» **Action item**
Every line from the one with "Give the innermost point of each instance of the beige" through the final line of the data below goes in the answer, copied exactly. Pictures do not.

━━━ Raw data

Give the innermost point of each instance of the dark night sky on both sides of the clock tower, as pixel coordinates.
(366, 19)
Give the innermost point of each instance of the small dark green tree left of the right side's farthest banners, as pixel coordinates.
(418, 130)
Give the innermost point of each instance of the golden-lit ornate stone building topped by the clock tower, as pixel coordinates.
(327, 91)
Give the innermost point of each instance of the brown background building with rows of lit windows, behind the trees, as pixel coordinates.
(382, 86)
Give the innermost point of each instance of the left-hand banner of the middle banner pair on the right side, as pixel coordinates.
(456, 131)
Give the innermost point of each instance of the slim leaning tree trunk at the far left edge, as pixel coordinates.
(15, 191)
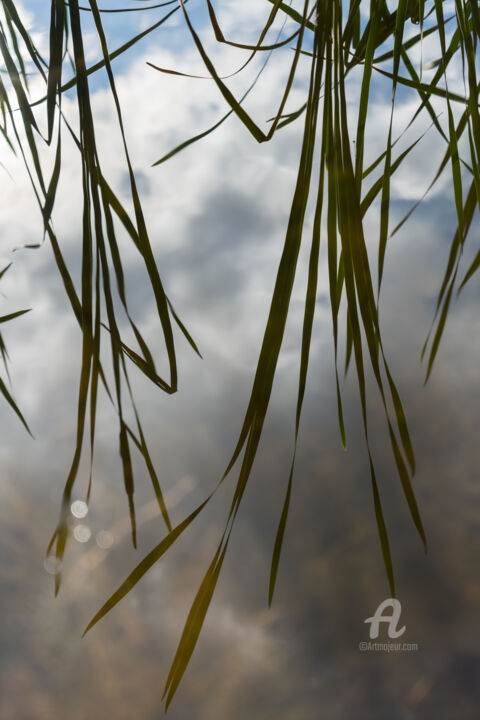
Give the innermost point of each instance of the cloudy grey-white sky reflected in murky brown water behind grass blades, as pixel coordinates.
(216, 215)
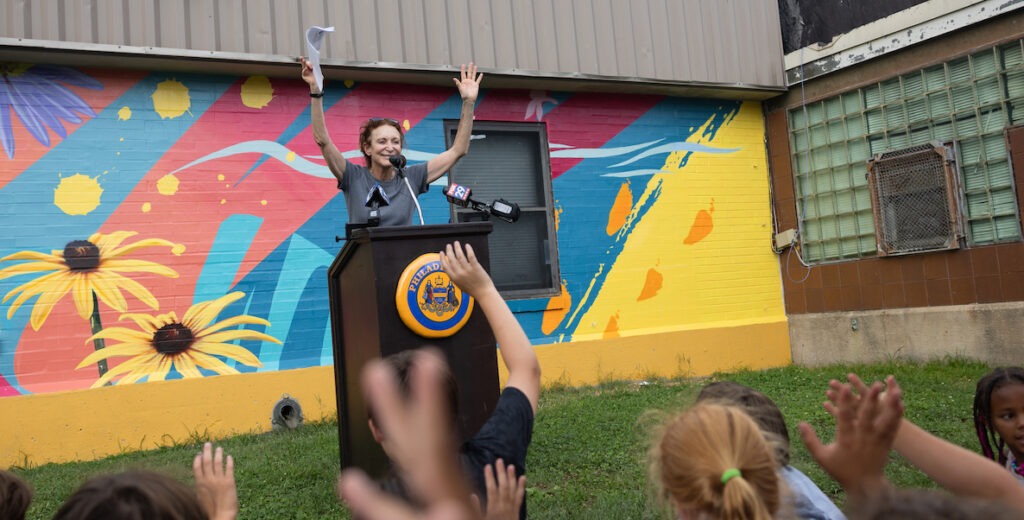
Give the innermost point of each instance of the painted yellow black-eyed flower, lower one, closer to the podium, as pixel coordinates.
(163, 342)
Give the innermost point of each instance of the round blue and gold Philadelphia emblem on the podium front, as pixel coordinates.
(429, 302)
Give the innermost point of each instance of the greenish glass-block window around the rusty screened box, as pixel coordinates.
(968, 103)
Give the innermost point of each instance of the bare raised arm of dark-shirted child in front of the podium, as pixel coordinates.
(525, 370)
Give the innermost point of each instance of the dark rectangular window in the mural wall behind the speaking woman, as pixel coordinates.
(510, 161)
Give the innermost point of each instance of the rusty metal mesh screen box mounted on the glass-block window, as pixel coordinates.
(915, 198)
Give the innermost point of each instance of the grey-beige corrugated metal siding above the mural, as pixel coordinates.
(736, 42)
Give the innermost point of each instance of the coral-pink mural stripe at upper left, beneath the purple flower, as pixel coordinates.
(29, 150)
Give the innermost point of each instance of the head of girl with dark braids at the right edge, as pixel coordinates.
(999, 418)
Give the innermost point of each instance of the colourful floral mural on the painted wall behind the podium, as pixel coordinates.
(161, 228)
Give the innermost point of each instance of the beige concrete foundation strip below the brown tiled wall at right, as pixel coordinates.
(990, 333)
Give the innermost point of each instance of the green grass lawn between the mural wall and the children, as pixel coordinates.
(587, 457)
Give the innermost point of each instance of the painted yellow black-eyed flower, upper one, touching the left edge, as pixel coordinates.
(89, 270)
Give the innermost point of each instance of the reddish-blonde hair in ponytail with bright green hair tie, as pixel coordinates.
(713, 459)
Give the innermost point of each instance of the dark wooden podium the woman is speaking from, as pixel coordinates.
(366, 325)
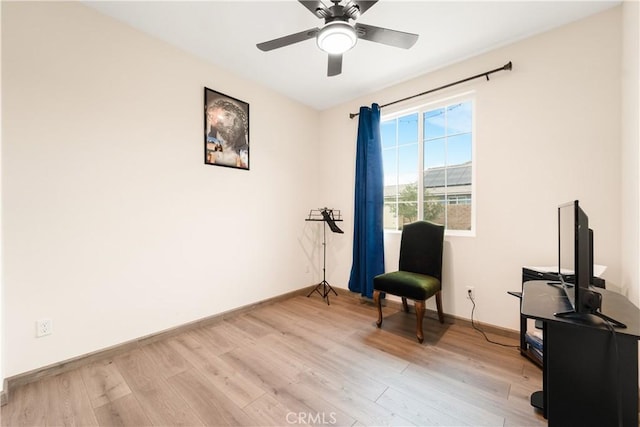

━━━━━━

» **Written solution**
Give the innermost point of each instance of the beige concrete foundation strip below the brown tiled wall at right, as pixel coordinates.
(990, 333)
Give the innermost point of each instance of the green grass lawn between the mural wall and the children, as pixel coordinates.
(587, 457)
Give the innermost point of each instance of the painted yellow black-eyed flower, upper one, touching the left edge, as pixel coordinates.
(89, 270)
Give the innermost point of each instance of the reddish-blonde hair in ponytail with bright green hair tie, as pixel coordinates.
(713, 459)
Give the innermost point of each instance of the dark wooden podium the woman is speaking from, as pixel coordinates.
(366, 325)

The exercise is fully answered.